▶ **Quoted text**:
This study may provide an opportunity to advance the understanding of the inspection planning process, especially for low-volume productions where traditional techniques are not exploitable. By ISM, engineers are driven to identify alternative inspection procedures in order to make the inspection strategy more effective and cost-efficient.

The remainder of the paper is organised into four sections. Section 2 summarises the major contributions related to the topic of the paper. In Sect. 3, the ISM tool is presented and discussed in detail. Section 4 describes an application of ISM to a case study related to the assembly of wrapping machines. Finally, Sect. 5 summarises the original contributions of this research.

2 Conceptual background

2.1 Defect prediction models in inspection planning

Several models were developed in the literature to predict defects of a final assembled product [30,31,32,33,34,35,36,37,38,39]. A large part of these models relies on the close relationship between assembly complexity and defectiveness rate related to each process step, also called workstation. These models can be used in a wide variety of applications, ranging from the electromechanical to the automotive sector.

▶ **Extracted records**:
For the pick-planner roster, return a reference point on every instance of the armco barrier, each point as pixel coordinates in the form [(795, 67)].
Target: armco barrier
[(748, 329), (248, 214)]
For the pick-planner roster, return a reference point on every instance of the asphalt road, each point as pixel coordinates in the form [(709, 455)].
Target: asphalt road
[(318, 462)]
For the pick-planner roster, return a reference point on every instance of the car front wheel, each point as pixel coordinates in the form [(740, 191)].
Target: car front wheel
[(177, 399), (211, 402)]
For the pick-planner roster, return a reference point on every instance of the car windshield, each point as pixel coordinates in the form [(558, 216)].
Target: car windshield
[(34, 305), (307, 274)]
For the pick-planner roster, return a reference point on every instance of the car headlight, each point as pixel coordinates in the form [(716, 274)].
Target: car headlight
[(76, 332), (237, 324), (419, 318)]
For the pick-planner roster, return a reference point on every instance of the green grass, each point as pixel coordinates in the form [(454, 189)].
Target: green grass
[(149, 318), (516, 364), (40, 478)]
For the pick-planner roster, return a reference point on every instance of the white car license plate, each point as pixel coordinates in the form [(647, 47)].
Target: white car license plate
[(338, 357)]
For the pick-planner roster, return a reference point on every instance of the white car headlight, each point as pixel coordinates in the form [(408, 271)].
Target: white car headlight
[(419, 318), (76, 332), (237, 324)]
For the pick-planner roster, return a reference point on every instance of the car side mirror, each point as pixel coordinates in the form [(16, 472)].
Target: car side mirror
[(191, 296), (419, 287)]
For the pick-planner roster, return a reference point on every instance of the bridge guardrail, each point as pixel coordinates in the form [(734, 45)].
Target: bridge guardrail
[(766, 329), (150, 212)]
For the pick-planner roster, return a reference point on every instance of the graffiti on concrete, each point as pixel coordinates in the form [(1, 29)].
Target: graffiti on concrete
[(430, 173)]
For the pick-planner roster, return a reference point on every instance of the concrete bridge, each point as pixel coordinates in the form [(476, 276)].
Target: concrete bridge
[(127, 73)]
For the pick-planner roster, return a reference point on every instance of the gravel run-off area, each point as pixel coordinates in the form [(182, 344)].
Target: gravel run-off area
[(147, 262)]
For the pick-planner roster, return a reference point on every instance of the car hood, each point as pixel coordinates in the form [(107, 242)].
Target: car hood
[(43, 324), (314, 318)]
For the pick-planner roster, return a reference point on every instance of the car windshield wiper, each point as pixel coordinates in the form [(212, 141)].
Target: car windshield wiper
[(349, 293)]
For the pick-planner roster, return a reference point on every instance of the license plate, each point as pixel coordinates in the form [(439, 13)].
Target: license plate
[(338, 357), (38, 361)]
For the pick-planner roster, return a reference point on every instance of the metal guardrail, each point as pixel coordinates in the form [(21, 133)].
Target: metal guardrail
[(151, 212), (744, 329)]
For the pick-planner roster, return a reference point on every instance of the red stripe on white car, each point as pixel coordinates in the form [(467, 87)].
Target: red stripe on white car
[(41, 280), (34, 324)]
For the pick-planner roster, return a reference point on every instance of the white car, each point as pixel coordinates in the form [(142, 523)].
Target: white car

▶ **Tasks to perform**:
[a] Summarize the text on inspection planning in two sentences.
[b] Write the next part of the text on inspection planning, picking up after its final sentence.

▶ **Responses to the exercise**:
[a] The study may advance understanding of inspection planning, especially for low-volume production where traditional techniques cannot be exploited, and its ISM tool leads engineers to find alternative inspection procedures that are more effective and cost-efficient. The rest of the paper covers related contributions, the ISM tool, a case study on assembling wrapping machines, and a summary of the original contributions, and its background notes that many defect prediction models rely on the close relationship between assembly complexity and the defectiveness rate of each workstation.

[b]
In this study, a defect prediction model, developed for a low-volume production of wrapping machines, is adopted. It relies on the relationship between structural complexity and Defects Per Unit occurring in each ith workstation (DPU_i) [38]. The predictor of this model is the product complexity related to the ith workstation, evaluated according to the approach proposed by Alkan [40] and Sinha [41]:

$${C}_{i}={C}_{1,i}+{C}_{2,i}\cdot {C}_{3,i}$$

(1)

In Eq. (1), \({C}_{1,i}\) represents the sum of complexities of individual product parts in each ith workstation. \({C}_{1,i}\) is calculated as shown in Eq. (2):

$${C}_{1,i}=\sum _{p=1}^{{N}_{i}}{\gamma }_{pi}$$

(2)

where, for each ith workstation (i = 1,…,m), \({N}_{i}\) is the total number of product parts and \({\gamma }_{pi}\) is the handling complexity of part p, which can be estimated as a function of the standard handling time [40].

\({C}_{2,i}\) is defined as the complexity of connections related to the ith workstation. It is the sum of the complexities of pair-wise connections that exist in the product structure assembled in the ith workstation, as follows:

$${C}_{2,i}=\sum _{p=1}^{{N}_{i}-1}\sum _{r=p+1}^{{N}_{i}}{\varphi }_{pri}\cdot {A}_{pri}$$

(3)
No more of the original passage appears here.